What you need to do - Transcribe every line, keeping it exact.

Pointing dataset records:
"""

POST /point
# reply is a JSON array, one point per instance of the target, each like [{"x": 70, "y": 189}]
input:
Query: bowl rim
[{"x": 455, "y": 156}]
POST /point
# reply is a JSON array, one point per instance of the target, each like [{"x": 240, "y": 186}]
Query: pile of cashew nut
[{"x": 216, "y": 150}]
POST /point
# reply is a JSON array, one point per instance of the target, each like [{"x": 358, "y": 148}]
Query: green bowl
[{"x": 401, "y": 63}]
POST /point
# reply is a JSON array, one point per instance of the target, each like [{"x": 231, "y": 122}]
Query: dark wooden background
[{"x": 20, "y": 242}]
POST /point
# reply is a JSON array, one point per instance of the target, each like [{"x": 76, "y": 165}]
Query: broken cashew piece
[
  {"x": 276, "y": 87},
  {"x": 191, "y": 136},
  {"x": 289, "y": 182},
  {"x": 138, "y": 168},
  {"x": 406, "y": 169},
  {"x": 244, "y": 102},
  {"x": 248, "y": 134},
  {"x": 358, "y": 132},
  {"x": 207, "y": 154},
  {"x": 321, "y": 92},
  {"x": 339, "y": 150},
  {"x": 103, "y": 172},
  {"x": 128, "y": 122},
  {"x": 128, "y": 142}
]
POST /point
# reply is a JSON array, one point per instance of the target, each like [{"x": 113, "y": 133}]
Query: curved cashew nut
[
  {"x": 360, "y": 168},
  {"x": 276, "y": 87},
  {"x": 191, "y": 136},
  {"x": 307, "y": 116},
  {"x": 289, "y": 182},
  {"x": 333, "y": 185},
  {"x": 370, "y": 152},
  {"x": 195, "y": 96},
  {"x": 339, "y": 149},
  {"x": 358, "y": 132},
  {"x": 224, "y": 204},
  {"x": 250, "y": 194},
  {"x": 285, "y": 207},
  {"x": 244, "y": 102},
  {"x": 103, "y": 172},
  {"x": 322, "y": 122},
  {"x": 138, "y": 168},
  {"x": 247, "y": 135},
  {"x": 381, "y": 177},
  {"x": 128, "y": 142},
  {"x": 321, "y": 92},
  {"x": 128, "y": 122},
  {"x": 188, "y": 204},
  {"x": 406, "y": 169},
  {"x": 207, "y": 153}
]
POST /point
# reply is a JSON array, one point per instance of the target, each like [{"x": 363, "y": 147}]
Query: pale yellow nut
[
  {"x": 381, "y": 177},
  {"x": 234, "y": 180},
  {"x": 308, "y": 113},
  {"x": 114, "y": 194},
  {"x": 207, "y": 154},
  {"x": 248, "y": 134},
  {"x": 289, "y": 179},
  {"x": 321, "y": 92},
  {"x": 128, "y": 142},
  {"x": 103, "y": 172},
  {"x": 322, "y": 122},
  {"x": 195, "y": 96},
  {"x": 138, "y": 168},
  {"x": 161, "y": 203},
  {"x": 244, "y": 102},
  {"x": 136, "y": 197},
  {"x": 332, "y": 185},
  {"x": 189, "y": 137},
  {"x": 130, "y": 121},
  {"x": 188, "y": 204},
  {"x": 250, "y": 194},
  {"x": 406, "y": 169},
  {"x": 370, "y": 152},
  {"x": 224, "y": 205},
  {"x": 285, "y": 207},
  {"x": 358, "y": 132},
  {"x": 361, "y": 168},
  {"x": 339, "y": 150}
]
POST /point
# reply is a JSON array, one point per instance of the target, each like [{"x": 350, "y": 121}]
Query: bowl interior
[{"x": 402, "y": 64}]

"""

Exercise solution -
POST /point
# reply is a JSON array, one point per instance of the target, each like [{"x": 70, "y": 189}]
input:
Query: bowl rim
[{"x": 455, "y": 156}]
POST /point
# reply is a JSON array, one point per instance of the target, each like [{"x": 240, "y": 186}]
Query: pile of cashew nut
[{"x": 216, "y": 150}]
POST /point
# reply is a JSON array, one point per instance of the target, each like [{"x": 358, "y": 148}]
Query: green bowl
[{"x": 401, "y": 63}]
POST /point
# reply is a JSON array, one point per instance of the target, each like [{"x": 231, "y": 122}]
Query: dark wooden background
[{"x": 20, "y": 242}]
POST /point
# reply is a JSON array, one point per instance of the target, each like [{"x": 76, "y": 165}]
Query: broken cashew piece
[
  {"x": 276, "y": 87},
  {"x": 191, "y": 136},
  {"x": 289, "y": 182},
  {"x": 138, "y": 168},
  {"x": 406, "y": 169},
  {"x": 244, "y": 102},
  {"x": 248, "y": 134},
  {"x": 358, "y": 132},
  {"x": 207, "y": 154},
  {"x": 321, "y": 92},
  {"x": 339, "y": 150},
  {"x": 103, "y": 172},
  {"x": 128, "y": 122},
  {"x": 128, "y": 142}
]
POST /point
# reply is a JSON array, one point per instance of the target, each like [{"x": 113, "y": 133}]
Query: curved cashew nut
[
  {"x": 360, "y": 168},
  {"x": 276, "y": 87},
  {"x": 191, "y": 136},
  {"x": 307, "y": 116},
  {"x": 289, "y": 182},
  {"x": 333, "y": 185},
  {"x": 370, "y": 152},
  {"x": 195, "y": 96},
  {"x": 339, "y": 149},
  {"x": 358, "y": 132},
  {"x": 224, "y": 204},
  {"x": 250, "y": 194},
  {"x": 285, "y": 207},
  {"x": 244, "y": 102},
  {"x": 103, "y": 172},
  {"x": 322, "y": 122},
  {"x": 138, "y": 168},
  {"x": 247, "y": 135},
  {"x": 381, "y": 177},
  {"x": 128, "y": 142},
  {"x": 321, "y": 92},
  {"x": 128, "y": 122},
  {"x": 188, "y": 204},
  {"x": 406, "y": 169},
  {"x": 207, "y": 153}
]
POST /point
# reply is a JSON array, one point per instance of the target, each like [{"x": 363, "y": 147}]
Query: pale yellow nut
[
  {"x": 381, "y": 177},
  {"x": 234, "y": 180},
  {"x": 308, "y": 113},
  {"x": 114, "y": 194},
  {"x": 207, "y": 154},
  {"x": 248, "y": 134},
  {"x": 289, "y": 179},
  {"x": 321, "y": 92},
  {"x": 128, "y": 142},
  {"x": 103, "y": 172},
  {"x": 322, "y": 122},
  {"x": 195, "y": 96},
  {"x": 138, "y": 168},
  {"x": 161, "y": 203},
  {"x": 244, "y": 102},
  {"x": 136, "y": 197},
  {"x": 332, "y": 185},
  {"x": 189, "y": 137},
  {"x": 130, "y": 121},
  {"x": 188, "y": 204},
  {"x": 250, "y": 194},
  {"x": 406, "y": 169},
  {"x": 370, "y": 152},
  {"x": 224, "y": 205},
  {"x": 285, "y": 207},
  {"x": 358, "y": 132},
  {"x": 361, "y": 168},
  {"x": 339, "y": 150}
]
POST /point
# reply is a JSON array, one point per instance of the target, each like [{"x": 350, "y": 121}]
Query: bowl interior
[{"x": 402, "y": 64}]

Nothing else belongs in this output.